(Stored data entries)
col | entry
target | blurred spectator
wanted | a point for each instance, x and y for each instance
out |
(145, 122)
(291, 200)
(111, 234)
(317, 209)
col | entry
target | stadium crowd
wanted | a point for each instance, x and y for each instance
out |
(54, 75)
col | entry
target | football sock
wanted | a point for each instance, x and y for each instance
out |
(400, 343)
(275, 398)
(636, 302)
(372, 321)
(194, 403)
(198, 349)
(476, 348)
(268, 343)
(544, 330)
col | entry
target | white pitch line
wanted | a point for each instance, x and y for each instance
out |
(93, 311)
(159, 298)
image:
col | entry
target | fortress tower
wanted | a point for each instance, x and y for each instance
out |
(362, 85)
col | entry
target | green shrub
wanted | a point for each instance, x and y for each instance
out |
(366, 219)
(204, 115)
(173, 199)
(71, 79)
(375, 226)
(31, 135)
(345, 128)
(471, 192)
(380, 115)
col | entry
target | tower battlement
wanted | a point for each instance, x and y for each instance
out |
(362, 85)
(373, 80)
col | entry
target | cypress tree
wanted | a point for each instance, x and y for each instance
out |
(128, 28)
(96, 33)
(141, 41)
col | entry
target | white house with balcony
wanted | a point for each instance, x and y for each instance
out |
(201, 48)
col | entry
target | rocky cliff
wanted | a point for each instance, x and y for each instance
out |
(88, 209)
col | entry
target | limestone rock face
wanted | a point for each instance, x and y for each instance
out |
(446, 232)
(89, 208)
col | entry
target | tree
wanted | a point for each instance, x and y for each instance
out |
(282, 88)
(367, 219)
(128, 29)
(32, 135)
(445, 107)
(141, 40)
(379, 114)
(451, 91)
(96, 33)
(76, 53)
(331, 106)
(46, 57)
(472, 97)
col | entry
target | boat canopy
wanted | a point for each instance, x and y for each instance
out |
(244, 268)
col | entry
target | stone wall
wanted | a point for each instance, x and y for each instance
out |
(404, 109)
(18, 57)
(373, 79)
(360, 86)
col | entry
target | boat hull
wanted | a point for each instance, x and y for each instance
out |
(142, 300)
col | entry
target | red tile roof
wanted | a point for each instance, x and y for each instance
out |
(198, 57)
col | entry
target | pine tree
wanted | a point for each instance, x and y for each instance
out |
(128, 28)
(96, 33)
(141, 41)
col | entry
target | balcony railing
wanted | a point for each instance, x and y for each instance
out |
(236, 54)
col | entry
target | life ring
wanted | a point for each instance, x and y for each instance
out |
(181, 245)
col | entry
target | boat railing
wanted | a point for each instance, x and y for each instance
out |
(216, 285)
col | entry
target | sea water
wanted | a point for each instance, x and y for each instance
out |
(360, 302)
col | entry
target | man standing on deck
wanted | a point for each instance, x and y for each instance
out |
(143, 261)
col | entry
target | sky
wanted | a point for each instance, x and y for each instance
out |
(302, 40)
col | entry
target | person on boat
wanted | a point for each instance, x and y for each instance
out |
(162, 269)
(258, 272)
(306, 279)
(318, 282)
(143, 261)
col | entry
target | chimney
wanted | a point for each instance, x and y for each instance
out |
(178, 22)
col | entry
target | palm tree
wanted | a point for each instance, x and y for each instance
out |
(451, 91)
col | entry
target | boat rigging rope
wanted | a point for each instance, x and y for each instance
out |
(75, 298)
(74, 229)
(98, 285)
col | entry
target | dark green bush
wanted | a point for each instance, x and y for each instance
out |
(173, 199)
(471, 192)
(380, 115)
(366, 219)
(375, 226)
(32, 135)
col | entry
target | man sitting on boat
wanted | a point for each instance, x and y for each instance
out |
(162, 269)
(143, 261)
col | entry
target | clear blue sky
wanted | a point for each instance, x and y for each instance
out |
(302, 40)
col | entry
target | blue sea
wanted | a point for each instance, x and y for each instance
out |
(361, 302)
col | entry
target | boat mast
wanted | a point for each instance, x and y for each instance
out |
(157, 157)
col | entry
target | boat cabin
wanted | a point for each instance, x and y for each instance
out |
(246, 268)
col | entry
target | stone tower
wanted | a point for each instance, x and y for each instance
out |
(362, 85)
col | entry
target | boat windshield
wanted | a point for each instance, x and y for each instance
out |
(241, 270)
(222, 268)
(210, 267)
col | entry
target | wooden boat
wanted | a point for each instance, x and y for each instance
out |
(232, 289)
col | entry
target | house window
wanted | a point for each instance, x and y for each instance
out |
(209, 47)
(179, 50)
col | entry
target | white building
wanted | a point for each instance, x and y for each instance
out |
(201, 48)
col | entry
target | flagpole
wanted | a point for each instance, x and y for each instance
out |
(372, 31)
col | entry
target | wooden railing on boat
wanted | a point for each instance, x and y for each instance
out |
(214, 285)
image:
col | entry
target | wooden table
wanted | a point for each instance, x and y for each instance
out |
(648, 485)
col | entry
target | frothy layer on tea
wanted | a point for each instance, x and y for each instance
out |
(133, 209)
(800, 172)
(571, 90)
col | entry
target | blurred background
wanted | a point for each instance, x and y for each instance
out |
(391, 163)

● **Exercise brief**: Pull out every line holding "railing" from the records above, and copy it.

● **Result of the exercise**:
target | balcony railing
target | boat railing
target | wooden railing on boat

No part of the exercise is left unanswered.